__SHORT PROBLEM 1__:
Please copy the guillotine text starting with "A couple of" and going on through "the Scottish Maiden.", switching "committee" to "commission".
__SHORT PROBLEM 2__:
Answer these questions from the guillotine text:
(a) Who was the first person executed by guillotine, and on what date?
(b) When did the French revolutionary government's campaign of terror begin, and how long did it last?
(c) How many people are believed to have been executed by guillotine during that period?
__SHORT PROBLEM 3__:
List every person named in the guillotine text.
-------- TEXT EXCERPT
A couple of years later, Dr. Guillotin was a member of a committee that was given the job of finding this more compassionate method. The committee decided to follow the example of the Halifax Gibbet and the Scottish Maiden.

 

According to crimemuseum.org, Dr. Guillotin “drew a rendering of a machine that would behead a victim when a large blade was dropped quickly over the condemned person’s neck… His suggestion was rejected.”

 

Reign of Terror

However, public demand for painless executions saw the plans sent off to engineers for construction. The device was tested on cadavers before, on April 25, 1792, Nicholas-Jacques Pelletier, a highwayman, earned the distinction of being the first person executed by guillotine.

 

Then, the guillotine was put to use killing off the French aristocracy. For a nine-month period from September 1793, the French revolutionary government embarked on a campaign of terror designed to snuff out any hint of opposition to its policies.

 

Accurate records were not kept, but upwards of 16,000 people are believed to have had a date with the guillotine during this period, including, depicted here, the Queen of France Marie-Antoinette. While many were nobles, thousands of ordinary people also came to a premature end.
----------------
-------- EXTRACTED ENTRIES
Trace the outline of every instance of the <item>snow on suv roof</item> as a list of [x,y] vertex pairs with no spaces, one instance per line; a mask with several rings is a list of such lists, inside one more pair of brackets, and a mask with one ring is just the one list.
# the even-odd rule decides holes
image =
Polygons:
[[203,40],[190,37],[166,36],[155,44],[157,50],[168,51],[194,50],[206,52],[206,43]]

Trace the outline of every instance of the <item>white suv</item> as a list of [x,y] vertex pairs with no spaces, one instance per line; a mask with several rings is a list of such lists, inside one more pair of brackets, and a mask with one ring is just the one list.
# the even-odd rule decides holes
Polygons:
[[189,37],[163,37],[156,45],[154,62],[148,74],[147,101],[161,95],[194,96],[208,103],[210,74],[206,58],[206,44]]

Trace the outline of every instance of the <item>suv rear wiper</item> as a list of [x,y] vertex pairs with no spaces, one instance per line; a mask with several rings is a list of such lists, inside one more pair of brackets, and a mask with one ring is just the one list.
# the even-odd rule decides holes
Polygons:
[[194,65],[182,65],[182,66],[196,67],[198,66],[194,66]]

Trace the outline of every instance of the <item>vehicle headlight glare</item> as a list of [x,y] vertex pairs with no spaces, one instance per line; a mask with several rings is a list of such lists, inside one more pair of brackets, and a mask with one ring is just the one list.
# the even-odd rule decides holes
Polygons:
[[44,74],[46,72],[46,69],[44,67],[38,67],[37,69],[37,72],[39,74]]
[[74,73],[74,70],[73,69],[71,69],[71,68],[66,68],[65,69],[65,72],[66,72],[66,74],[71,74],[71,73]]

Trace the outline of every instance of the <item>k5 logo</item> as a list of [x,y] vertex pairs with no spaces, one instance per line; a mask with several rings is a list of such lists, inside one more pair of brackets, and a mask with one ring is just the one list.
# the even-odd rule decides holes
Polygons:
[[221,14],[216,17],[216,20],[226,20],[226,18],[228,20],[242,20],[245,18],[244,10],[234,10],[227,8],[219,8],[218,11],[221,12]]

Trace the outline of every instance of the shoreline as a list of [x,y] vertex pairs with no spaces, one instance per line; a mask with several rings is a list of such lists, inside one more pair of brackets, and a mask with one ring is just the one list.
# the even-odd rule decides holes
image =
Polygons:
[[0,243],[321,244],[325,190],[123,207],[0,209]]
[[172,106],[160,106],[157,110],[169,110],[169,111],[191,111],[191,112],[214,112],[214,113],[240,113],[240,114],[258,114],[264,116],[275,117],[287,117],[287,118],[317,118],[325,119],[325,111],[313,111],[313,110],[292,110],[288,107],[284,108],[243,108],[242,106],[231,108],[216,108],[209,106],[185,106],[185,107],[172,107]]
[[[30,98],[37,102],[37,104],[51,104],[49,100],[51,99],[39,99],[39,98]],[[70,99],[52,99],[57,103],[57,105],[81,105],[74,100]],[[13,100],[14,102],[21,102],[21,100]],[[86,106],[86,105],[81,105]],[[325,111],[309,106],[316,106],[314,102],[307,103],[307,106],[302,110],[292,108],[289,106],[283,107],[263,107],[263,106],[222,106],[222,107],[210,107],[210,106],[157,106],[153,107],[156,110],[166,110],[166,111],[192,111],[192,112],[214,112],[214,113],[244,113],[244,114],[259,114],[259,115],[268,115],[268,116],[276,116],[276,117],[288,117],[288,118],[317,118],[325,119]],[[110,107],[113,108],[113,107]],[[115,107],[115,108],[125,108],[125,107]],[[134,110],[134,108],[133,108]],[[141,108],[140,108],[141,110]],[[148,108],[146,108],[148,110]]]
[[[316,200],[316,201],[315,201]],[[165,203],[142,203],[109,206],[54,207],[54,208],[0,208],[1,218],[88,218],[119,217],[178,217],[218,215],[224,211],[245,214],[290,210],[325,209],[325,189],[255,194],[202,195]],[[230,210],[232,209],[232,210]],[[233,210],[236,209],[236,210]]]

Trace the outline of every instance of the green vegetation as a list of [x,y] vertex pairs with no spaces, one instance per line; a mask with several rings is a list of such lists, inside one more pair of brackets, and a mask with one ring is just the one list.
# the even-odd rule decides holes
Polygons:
----------------
__REPLY 1__:
A couple of years later, Dr. Guillotin was a member of a commission that was given the job of finding this more compassionate method. The commission decided to follow the example of the Halifax Gibbet and the Scottish Maiden.

__REPLY 2__:
(a) Nicholas-Jacques Pelletier, a highwayman, on April 25, 1792.
(b) It began in September 1793 and lasted nine months.
(c) Upwards of 16,000.

__REPLY 3__:
Dr. Guillotin
Nicholas-Jacques Pelletier
Marie-Antoinette